State the number of lines in the records beneath that hold the word "brown", and add nothing.

MATERIAL TO PROCESS START

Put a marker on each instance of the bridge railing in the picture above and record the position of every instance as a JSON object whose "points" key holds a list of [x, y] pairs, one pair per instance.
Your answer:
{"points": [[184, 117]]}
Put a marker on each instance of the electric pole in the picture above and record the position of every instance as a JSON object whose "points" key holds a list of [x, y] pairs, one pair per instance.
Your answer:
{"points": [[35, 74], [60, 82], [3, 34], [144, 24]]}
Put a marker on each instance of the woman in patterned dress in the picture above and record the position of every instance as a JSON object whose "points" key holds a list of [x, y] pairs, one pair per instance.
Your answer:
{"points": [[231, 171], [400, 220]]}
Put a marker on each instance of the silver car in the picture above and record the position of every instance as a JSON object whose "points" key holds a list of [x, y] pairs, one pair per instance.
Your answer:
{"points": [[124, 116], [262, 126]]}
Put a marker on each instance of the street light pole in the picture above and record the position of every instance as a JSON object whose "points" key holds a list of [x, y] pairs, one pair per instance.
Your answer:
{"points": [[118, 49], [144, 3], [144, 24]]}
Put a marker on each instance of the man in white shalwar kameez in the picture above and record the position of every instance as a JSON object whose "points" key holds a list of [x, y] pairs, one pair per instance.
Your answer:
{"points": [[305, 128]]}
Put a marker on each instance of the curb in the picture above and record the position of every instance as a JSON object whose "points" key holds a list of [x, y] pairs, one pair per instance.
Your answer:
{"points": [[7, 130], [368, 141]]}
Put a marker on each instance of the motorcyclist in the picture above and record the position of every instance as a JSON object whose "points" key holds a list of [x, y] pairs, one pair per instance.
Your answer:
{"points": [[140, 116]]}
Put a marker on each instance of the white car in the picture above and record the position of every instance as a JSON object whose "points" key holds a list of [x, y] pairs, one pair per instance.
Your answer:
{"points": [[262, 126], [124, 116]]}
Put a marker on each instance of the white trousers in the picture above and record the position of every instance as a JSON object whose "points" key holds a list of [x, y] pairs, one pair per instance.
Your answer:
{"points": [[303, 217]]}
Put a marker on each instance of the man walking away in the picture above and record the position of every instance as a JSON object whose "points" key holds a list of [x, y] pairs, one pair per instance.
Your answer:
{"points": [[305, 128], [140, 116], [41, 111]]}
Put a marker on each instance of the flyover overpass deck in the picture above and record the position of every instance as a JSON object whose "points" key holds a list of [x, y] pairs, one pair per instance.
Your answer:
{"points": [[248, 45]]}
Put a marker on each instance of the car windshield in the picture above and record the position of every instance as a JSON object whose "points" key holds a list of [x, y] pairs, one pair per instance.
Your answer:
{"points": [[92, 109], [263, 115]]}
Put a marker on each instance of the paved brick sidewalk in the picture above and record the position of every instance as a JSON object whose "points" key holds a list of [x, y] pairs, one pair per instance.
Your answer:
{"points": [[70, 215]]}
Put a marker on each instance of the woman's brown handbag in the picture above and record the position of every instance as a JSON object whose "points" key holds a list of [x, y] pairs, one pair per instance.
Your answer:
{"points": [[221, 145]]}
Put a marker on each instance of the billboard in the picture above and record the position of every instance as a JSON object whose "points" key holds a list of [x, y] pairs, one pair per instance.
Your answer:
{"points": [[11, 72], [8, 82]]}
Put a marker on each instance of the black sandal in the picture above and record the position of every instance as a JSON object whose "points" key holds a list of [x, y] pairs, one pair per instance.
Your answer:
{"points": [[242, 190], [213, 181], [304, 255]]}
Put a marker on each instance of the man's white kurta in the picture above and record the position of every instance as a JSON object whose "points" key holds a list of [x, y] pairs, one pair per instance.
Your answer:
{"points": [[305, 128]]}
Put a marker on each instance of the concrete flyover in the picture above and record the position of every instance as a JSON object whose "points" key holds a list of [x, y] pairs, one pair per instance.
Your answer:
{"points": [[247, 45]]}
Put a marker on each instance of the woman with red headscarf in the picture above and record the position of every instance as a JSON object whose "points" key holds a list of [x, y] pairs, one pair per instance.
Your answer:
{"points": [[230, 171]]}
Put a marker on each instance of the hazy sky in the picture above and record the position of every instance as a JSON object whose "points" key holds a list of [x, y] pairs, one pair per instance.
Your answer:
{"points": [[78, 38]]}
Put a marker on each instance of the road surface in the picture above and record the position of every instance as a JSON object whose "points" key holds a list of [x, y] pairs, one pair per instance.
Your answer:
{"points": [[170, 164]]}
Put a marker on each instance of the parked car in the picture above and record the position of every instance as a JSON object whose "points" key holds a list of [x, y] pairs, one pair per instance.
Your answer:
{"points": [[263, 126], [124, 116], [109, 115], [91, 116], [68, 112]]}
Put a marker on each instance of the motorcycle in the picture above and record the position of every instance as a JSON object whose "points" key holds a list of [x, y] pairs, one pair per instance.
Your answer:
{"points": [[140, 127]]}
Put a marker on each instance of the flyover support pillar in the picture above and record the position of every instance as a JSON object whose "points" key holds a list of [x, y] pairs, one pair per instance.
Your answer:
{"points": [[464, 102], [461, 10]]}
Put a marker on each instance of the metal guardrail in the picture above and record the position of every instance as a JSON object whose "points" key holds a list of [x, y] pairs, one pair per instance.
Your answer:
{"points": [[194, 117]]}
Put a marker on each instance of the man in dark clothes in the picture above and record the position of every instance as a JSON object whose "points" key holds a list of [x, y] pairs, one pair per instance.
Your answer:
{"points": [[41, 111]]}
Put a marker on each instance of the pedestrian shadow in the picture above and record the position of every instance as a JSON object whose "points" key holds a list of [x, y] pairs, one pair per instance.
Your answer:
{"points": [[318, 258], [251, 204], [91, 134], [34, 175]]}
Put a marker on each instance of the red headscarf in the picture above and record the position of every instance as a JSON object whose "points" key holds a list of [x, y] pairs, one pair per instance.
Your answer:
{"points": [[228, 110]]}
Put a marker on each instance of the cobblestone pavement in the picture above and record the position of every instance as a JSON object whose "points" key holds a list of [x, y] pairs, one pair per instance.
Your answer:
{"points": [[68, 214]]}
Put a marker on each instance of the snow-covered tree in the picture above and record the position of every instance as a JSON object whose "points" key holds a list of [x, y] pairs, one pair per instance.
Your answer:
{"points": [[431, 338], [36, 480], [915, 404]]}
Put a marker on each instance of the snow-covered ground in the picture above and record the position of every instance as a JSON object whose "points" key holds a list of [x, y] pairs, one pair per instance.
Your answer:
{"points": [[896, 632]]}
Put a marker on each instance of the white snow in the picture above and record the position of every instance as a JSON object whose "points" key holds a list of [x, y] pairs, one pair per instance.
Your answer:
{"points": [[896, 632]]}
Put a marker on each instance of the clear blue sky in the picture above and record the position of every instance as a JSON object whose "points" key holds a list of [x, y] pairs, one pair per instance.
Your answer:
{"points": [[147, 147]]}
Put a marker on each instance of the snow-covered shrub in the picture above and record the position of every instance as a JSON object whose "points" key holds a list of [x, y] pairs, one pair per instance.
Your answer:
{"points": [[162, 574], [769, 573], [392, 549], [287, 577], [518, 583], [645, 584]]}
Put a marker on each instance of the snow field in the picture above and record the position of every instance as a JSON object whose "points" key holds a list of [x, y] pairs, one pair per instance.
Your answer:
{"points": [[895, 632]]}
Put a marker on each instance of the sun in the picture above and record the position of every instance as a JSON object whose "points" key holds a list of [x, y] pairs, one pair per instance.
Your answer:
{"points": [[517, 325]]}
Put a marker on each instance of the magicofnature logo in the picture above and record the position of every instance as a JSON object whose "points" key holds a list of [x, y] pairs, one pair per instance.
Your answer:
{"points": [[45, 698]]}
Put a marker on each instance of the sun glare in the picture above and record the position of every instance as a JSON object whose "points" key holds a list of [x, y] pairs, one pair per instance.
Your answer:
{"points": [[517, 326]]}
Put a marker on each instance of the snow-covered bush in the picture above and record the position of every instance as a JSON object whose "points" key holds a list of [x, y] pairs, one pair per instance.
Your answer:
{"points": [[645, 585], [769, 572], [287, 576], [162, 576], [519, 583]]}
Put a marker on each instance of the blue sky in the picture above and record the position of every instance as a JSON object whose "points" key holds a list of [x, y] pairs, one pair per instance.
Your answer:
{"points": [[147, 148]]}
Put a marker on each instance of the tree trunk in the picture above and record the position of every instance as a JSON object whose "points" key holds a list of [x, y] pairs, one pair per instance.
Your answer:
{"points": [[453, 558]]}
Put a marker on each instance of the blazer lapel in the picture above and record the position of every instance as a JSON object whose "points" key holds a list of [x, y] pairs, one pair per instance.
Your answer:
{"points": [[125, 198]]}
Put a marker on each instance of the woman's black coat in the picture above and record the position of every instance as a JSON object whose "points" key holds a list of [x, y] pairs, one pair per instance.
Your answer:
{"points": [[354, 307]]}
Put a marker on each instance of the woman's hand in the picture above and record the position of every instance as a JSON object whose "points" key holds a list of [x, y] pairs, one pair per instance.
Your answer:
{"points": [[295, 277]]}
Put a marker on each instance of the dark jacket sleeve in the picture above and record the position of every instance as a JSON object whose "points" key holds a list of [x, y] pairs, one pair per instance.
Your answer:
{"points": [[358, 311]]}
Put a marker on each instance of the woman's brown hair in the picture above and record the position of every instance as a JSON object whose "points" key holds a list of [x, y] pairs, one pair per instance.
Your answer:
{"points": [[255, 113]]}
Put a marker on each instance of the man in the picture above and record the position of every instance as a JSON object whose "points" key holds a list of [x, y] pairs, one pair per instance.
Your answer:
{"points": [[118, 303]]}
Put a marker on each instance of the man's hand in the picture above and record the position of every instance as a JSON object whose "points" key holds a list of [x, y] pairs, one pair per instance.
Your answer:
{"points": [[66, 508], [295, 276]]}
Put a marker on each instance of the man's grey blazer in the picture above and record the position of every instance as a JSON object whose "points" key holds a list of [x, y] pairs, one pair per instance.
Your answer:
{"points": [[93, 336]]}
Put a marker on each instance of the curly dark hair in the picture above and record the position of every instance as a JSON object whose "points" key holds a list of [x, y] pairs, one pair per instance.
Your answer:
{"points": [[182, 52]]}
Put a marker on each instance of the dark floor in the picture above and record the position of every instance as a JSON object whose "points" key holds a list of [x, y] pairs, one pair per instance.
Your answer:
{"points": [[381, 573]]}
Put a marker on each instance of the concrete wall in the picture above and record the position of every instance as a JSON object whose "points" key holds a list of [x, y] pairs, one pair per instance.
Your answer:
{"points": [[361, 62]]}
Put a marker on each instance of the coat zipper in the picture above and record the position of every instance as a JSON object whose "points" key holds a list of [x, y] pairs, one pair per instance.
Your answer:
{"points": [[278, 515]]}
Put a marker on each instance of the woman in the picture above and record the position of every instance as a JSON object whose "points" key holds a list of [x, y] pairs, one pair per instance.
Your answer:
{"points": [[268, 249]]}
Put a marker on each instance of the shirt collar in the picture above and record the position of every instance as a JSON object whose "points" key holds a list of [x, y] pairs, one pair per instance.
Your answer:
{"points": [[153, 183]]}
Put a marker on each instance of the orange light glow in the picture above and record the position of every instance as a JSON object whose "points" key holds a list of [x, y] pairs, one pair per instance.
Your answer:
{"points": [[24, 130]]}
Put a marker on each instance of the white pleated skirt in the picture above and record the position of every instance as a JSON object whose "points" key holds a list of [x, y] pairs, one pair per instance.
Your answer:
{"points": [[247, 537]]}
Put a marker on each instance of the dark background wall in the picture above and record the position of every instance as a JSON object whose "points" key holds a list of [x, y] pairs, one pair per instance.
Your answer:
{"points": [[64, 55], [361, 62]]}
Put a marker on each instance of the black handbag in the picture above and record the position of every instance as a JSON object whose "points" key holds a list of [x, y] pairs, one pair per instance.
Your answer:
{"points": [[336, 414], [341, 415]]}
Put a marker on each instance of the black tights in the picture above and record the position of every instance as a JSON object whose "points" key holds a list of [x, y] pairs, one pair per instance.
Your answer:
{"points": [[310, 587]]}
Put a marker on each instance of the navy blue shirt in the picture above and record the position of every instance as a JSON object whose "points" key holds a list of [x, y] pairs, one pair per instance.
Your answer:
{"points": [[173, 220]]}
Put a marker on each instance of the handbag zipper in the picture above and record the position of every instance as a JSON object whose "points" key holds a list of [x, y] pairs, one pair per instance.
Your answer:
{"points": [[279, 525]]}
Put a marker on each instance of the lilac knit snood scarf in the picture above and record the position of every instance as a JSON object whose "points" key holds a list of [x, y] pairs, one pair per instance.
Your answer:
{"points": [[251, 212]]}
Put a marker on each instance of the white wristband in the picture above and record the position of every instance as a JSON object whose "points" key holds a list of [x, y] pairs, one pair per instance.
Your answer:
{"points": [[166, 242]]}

MATERIAL TO PROCESS END

**EXERCISE RESPONSE**
2